What kind of toys do they play with?

How do the adults in their life behave?

What are they exposed to if they go to playgroup/mothers group or daycare/preschool/school?

 Do you censor their world, or are you protecting them?

 Does it really matter what they are experiencing?

I think it does matter.  A lot.

In the (roughly) first 5 years of life, the brain rapidly develops, connections are made that will shape the life of that individual. By 7 years old, a child will have developed a stereotypical understanding of their world.  For example, if a child has experienced primarily breastfeeding, they will see this as normal and are more likely to support and accept breastfeeding as not only a biological norm, but a cultural one.  Likewise, if a child experiences trauma and an unloving environment, it will be harder for them to experience loving peaceful environments as adults.

As parents we are the first influence, and the people in the child’s immediate circle also have great influence.  The next most powerful influence is the media, in particular visual media.  This media comes into the home, becomes part of the immediate influence.

                        What your children see, does matter.

Task brief: Continue the passage on how early experiences and media shape young children from the point where it stops.

Stored data:

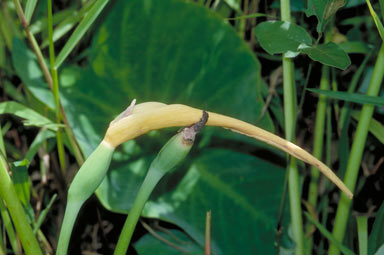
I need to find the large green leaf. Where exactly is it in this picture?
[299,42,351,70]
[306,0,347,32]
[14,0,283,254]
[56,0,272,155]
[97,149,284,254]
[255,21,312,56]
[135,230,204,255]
---
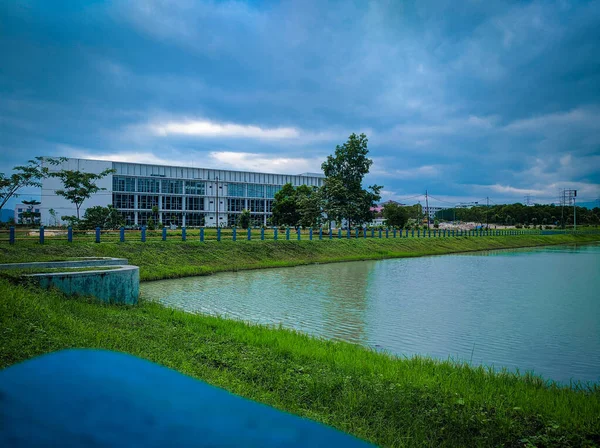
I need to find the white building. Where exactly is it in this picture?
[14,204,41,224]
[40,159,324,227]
* * *
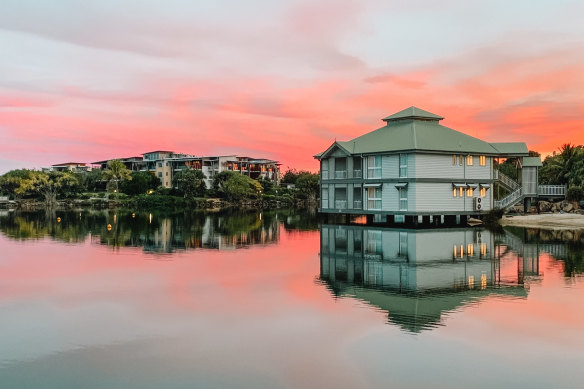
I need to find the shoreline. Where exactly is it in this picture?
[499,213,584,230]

Result below:
The picture books they read will help them shape a ‘normal’ view of the world.  Encouraging imagination and fantasy is good, but there are some areas where within this imaginary world, biological norms should be represented.  The image of a baby being given a bottle might not seem too much of an issue, but if a child receives a constant message that babies are fed with bottles, put in cots and expected to cry, then another generation moves away from the biological norm.  This matters because the health risks associated with artificial feeding, lack of affection and crying it out are life-long.

Moving beyond early childhood, into the terribly delicate “tween” stage, the potential damage that these media influences can have are enormous.  Sexualisation of children, desensitisation to violence and the horrid effect of consumerism.

These are topics that are not unfamiliar with most parents.

As parents we have to find our personal balance.  There is a spectrum of parenting, no one size fits all, as the parent of your child, you know them best.

Seek help when you feel the need, find the support you need to enjoy your journey.  Because ultimately, you are your child’s greatest influence.